## Exercices proposés
A. Reproduisez à l'identique le passage du portrait de Jean-Marc compris entre « Si les autres » et « fort en rebondissements. », ces deux bornes incluses.
B. D'après le portrait de Jean-Marc, quel âge avait-il lorsqu'il est arrivé en Suisse ?

## Texte extrait

L’odeur d’encens est enveloppante lorsqu’on rentre chez Jean-Marc, à Saint-Aubin. Cheveux ramassés en queue de cheval, petit bouc et grands yeux bruns contribuent à donner un côté artiste au jeune homme qui nous ouvre la porte de son appartement. C’est par une après-midi venteuse que Jean-Marc a accepté de raconter son histoire d’adoption. Son parcours qui l’a mené à développer sa spiritualité a été plutôt haut en couleurs.

Si les autres devaient décrire Jean-Marc, ils le qualifieraient peut-être de beaucoup d’adjectifs différents. C’est parce que le jeune homme âgé d’une trentaine d’années n’est pas simple à cerner. Dans sa vie, il n’a pas choisi toujours des chemins faciles et a expérimenté des situations extrêmes pour tester ses limites. Enigmatique, ou complexe, comme il aime le dire, sa personnalité est de nature curieuse. Adopté alors qu’il était encore bébé, il arrive en Suisse lorsqu’il n’a que treize mois. Cet événement va rendre sa quête identitaire très forte dès l’adolescence. Délinquance, prison, hôpital psychiatrique, des dizaines de métiers différentes, son chemin de vie est fort en rebondissements.

Jean-Marc dans l’orphelinat en Colombie.

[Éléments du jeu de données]

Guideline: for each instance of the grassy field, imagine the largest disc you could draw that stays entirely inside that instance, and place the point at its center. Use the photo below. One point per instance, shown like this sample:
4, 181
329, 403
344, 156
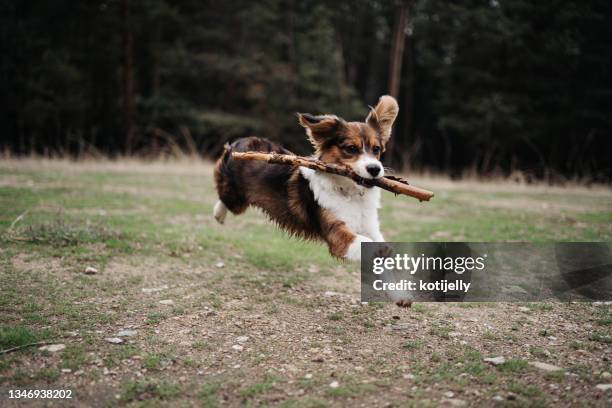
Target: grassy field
241, 314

## Corrigés détaillés
A.
Si les autres devaient décrire Jean-Marc, ils le qualifieraient peut-être de beaucoup d’adjectifs différents. C’est parce que le jeune homme âgé d’une trentaine d’années n’est pas simple à cerner. Dans sa vie, il n’a pas choisi toujours des chemins faciles et a expérimenté des situations extrêmes pour tester ses limites. Enigmatique, ou complexe, comme il aime le dire, sa personnalité est de nature curieuse. Adopté alors qu’il était encore bébé, il arrive en Suisse lorsqu’il n’a que treize mois. Cet événement va rendre sa quête identitaire très forte dès l’adolescence. Délinquance, prison, hôpital psychiatrique, des dizaines de métiers différentes, son chemin de vie est fort en rebondissements.

B. Il avait treize mois.